**PASSAGE SHOWN**
Cody Smuk and Stephanie Vause, centre, watch the Huskies in Nov. 2014.
    There was a huge and a very cool collection of silent auction items up for grabs including signed jerseys by Jonathan Toews, Tyler Ennis and George Reed. Washington Capitals goaltender and Saskatoon Blades graduate Braden Holtby contributed five big items including two signed game jerseys.
    Vause and Marty Smuk were in attendance and were visibly uplifted that night. Cody Smuk himself still hadn’t returned from Germany.
    Who knew this would be the last public gathering held to support Smuk, while he was still alive.
    After always approaching his cancer battle with an incredible upbeat attitude, Smuk’s condition deteriorated quickly this week leading up this his passing away on Thursday. On Friday, a tribute sign went up for Smuk in front of the Rutherford Rink reading “Rest easy Cody.” A memorial service will be held on Tuesday, June 30 at 2 p.m. at Elim Church.
    For one that always played with a huge heart on the ice, Smuk helped show how big of a community heart Saskatoon can have off the ice.

Valkyries and Riot near biggest clash ever

Marci Kiselyk zips downfield for the Valkyries.
    Believe it or not, the Saskatchewan Roughriders regular season opener at Mosaic Stadium isn’t the biggest football related thing on everyone’s mind in the wheat province.
    On Sunday at 2 p.m. at Mosaic Stadium, the Saskatoon Valkyries battle the host Regina Riot in what is to date the biggest clash between the Western Women’s Canadian Football League powerhouse clubs. For the fifth straight year, the two clubs are facing off in the Prairie Conference Final. While the Valkyries took the previous four meetings on their way to winning four straight league titles, this meeting might be the most up in the air head-to-head match between these two clubs.
    “We love to play Regina, and we love to play in good football games,” said veteran Valkyries receiver Marci Kiselyk. “We love playoff games. We’re really excited to get out there on Sunday and see what we can do.”
    The Valkyries and Riot each posted 3-1 regular season records and split their two head-to-head games. The Riot held the standings tiebreaker outscoring the Valkyries 68-37 in the two games.
    In the last meeting between these teams, the Riot bombed the Valkyries 49-9 at Saskatoon Minor Football Field.
    “We really want to redeem ourselves,” said Kiselyk. “We really want to play the way that we know that we can.
    “It stung for a while, and you have to move past it. Football is a game of ups and downs. If a play doesn’t go your way, you have to rebound and be ready go on the next one.”
    The WWCFL’s Western Conference Final will see the Calgary Rage travel to Edmonton to take on the Storm at Jasper Place. Both teams were 2-2 in the regular season.
    The league title game between the two conference winners is set for July 4 at Investors Group Field in Winnipeg.

**WORK INSTRUCTION**
In the Valkyries and Riot story, when and where is the league title game scheduled? The rows that follow aren't needed for anything here.

**RECORDS SUPPLIED**
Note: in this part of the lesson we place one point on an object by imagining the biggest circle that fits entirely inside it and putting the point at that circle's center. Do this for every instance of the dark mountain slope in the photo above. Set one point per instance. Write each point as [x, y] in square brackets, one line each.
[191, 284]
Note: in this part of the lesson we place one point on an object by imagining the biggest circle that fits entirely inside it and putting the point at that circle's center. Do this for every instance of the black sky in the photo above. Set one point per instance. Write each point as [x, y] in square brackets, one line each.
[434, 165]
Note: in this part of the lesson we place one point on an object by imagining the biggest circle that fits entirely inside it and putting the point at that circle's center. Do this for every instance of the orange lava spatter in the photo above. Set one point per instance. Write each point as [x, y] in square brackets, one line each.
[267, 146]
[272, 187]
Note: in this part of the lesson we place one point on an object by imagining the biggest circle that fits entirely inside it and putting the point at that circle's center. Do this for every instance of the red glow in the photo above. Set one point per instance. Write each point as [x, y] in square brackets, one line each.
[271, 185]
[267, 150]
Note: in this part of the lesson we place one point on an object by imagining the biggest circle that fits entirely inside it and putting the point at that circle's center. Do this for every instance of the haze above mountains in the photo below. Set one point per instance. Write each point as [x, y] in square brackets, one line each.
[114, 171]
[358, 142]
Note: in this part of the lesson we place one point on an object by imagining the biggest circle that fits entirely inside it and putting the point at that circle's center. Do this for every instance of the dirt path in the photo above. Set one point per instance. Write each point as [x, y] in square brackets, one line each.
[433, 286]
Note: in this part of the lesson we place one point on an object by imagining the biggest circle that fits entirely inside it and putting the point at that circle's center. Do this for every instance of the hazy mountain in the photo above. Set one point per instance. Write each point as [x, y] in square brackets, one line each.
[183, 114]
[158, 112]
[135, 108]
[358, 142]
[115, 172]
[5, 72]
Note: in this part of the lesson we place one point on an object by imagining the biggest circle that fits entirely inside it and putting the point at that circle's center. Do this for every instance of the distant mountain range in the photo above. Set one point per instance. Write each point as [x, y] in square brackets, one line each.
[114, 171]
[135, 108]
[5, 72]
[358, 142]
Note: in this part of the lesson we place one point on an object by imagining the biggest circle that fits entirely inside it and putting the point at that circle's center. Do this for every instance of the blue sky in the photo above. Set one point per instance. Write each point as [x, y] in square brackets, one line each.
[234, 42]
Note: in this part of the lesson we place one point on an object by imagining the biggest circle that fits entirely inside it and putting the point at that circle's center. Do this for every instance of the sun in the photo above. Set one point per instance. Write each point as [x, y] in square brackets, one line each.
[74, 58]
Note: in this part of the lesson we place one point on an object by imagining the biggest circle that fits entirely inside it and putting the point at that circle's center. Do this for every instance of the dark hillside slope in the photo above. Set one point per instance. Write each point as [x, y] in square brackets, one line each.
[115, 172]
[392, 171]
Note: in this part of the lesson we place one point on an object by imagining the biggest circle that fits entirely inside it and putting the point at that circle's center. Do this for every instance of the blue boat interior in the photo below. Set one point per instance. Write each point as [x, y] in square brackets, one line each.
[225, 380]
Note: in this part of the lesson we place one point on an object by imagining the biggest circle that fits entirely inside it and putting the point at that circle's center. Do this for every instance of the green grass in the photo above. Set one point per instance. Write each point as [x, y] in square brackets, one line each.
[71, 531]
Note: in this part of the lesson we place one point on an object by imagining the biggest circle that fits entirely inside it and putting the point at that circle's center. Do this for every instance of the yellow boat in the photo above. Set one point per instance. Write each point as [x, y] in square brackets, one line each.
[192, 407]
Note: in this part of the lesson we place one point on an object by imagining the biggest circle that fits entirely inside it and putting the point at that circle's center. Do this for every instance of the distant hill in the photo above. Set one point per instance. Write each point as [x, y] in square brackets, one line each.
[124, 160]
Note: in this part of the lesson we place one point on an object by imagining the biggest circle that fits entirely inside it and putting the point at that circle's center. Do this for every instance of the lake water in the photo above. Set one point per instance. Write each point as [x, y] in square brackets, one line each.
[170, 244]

**THE ANSWER**
July 4 at Investors Group Field in Winnipeg.